#### Supplied entries ####

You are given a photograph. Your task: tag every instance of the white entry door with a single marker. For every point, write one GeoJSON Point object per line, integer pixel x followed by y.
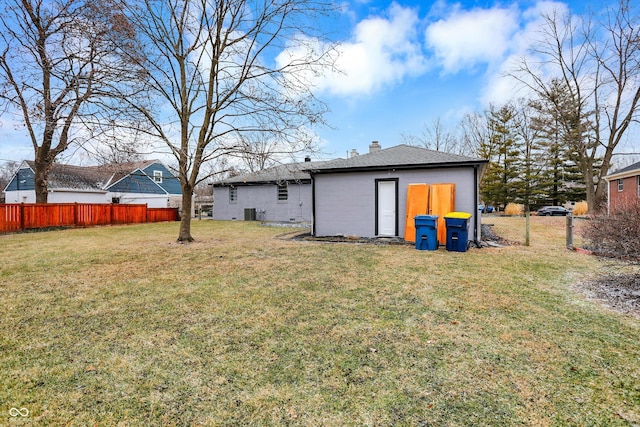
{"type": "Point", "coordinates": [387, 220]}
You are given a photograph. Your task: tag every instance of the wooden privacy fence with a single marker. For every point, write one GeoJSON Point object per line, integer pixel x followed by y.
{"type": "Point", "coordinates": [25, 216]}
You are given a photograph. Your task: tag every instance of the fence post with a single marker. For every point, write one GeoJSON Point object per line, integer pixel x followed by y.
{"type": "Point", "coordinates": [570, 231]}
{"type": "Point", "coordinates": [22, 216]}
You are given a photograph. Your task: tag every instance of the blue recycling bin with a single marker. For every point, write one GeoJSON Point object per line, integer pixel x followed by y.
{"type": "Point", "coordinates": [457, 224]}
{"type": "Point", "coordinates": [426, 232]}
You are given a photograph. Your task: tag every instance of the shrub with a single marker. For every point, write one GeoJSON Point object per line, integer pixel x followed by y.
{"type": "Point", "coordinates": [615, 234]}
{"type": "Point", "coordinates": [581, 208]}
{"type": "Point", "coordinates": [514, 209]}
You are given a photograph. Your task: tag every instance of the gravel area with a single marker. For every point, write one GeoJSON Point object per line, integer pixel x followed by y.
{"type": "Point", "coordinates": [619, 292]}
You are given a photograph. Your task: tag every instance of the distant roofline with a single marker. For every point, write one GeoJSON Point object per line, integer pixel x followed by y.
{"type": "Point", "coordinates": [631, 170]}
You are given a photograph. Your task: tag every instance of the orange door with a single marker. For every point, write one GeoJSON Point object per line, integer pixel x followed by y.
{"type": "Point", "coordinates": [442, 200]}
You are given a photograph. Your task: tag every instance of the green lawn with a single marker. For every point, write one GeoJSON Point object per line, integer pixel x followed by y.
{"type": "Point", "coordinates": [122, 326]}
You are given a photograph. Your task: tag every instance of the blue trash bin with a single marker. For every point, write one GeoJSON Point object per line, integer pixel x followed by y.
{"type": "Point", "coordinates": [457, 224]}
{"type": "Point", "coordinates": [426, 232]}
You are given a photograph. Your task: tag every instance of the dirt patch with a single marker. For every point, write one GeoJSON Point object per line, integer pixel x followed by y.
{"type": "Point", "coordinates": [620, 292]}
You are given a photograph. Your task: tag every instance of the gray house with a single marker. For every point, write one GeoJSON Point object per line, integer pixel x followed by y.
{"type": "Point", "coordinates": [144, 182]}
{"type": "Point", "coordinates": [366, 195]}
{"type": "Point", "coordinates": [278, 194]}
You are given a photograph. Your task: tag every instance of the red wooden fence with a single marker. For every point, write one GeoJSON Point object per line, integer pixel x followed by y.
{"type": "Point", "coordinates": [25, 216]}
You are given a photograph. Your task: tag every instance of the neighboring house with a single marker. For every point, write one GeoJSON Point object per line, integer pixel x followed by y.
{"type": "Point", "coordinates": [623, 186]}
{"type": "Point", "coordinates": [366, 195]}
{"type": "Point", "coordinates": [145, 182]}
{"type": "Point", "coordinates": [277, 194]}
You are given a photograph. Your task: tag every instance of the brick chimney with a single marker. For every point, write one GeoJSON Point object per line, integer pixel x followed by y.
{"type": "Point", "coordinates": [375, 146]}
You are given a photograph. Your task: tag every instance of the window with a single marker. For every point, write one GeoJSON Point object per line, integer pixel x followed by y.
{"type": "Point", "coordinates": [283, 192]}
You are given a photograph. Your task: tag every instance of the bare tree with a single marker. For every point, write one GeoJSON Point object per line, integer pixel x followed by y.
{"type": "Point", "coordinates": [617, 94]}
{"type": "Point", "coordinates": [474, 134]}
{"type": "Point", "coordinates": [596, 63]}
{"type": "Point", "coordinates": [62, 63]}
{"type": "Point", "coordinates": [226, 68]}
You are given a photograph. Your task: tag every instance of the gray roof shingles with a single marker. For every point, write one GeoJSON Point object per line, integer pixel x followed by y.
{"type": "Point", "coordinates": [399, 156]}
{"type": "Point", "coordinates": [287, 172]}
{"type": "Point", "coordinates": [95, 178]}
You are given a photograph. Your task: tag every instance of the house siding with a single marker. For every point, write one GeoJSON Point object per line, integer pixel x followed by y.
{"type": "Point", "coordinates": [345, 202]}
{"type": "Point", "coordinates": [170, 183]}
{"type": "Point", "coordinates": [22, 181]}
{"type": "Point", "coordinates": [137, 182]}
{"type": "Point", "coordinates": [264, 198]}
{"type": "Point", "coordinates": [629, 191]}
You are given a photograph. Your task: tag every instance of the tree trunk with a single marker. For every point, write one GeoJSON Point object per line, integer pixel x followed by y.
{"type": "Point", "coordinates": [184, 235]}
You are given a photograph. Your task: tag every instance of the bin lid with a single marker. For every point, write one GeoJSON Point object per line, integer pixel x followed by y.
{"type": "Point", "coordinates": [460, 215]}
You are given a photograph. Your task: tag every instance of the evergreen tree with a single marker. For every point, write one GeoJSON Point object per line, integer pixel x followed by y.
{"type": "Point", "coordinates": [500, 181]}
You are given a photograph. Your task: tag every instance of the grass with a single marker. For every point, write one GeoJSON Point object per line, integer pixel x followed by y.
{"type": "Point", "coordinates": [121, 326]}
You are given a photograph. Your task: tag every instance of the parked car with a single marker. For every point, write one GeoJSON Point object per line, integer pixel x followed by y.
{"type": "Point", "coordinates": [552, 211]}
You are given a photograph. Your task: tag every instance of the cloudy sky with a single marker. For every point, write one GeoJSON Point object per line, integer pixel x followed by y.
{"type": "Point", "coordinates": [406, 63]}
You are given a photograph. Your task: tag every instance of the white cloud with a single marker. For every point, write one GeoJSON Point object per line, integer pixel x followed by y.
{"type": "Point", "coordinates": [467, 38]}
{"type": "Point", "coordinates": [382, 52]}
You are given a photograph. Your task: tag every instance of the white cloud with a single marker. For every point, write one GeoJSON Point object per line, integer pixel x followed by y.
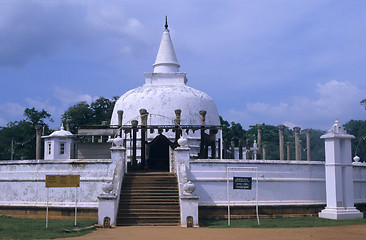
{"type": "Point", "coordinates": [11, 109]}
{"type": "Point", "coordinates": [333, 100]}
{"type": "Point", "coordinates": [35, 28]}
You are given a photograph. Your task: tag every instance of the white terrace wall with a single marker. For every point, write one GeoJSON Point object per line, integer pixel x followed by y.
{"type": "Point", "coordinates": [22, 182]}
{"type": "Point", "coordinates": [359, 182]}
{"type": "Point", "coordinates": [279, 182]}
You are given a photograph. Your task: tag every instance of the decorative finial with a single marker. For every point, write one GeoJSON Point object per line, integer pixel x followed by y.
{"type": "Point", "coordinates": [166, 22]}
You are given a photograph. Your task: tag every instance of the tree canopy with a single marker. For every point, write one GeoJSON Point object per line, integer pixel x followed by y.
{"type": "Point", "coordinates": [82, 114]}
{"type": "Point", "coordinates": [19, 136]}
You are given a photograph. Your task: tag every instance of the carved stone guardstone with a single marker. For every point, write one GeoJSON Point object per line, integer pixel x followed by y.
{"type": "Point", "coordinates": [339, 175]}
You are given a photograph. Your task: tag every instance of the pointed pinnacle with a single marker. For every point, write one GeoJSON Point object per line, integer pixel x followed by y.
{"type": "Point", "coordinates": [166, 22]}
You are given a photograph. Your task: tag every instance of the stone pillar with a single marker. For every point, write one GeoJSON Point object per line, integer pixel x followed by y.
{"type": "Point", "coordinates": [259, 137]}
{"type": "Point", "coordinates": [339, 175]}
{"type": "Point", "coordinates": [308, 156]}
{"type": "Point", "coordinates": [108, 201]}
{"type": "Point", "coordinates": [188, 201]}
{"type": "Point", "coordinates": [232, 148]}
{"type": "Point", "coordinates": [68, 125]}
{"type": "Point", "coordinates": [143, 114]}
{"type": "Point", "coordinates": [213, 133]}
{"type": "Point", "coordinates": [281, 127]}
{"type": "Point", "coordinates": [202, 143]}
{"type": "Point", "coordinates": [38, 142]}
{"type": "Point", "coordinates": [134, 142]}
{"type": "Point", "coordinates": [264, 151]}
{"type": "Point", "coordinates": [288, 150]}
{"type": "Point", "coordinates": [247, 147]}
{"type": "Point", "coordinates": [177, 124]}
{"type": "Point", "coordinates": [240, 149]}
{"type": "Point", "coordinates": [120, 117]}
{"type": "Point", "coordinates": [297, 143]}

####

• What you should do: Would you give again, word for word, every line from the one with "of the carved" through the final line of the listing above?

• Exercise output:
You are given a photograph. Your task: tag every instance of the carved stone guardstone with a single marker. For every point, write one GeoJSON Point object per line, integer pixel x followed by y.
{"type": "Point", "coordinates": [339, 175]}
You are given a photograph. Your task: tag every instance of the pointed pinnacle with a single marker. For every point, write one GeoJSON Point object per line, integer pixel x followed by y.
{"type": "Point", "coordinates": [166, 22]}
You are given a photograph. Your task: tag every instance of the stone pillar with a single marker. For every point, write one GeoJSON Point object per line, integer pixel x followed by y.
{"type": "Point", "coordinates": [259, 137]}
{"type": "Point", "coordinates": [339, 175]}
{"type": "Point", "coordinates": [308, 156]}
{"type": "Point", "coordinates": [108, 201]}
{"type": "Point", "coordinates": [188, 201]}
{"type": "Point", "coordinates": [232, 148]}
{"type": "Point", "coordinates": [68, 125]}
{"type": "Point", "coordinates": [143, 114]}
{"type": "Point", "coordinates": [213, 133]}
{"type": "Point", "coordinates": [281, 127]}
{"type": "Point", "coordinates": [202, 143]}
{"type": "Point", "coordinates": [38, 142]}
{"type": "Point", "coordinates": [134, 142]}
{"type": "Point", "coordinates": [264, 151]}
{"type": "Point", "coordinates": [288, 150]}
{"type": "Point", "coordinates": [247, 147]}
{"type": "Point", "coordinates": [177, 124]}
{"type": "Point", "coordinates": [240, 149]}
{"type": "Point", "coordinates": [120, 117]}
{"type": "Point", "coordinates": [297, 143]}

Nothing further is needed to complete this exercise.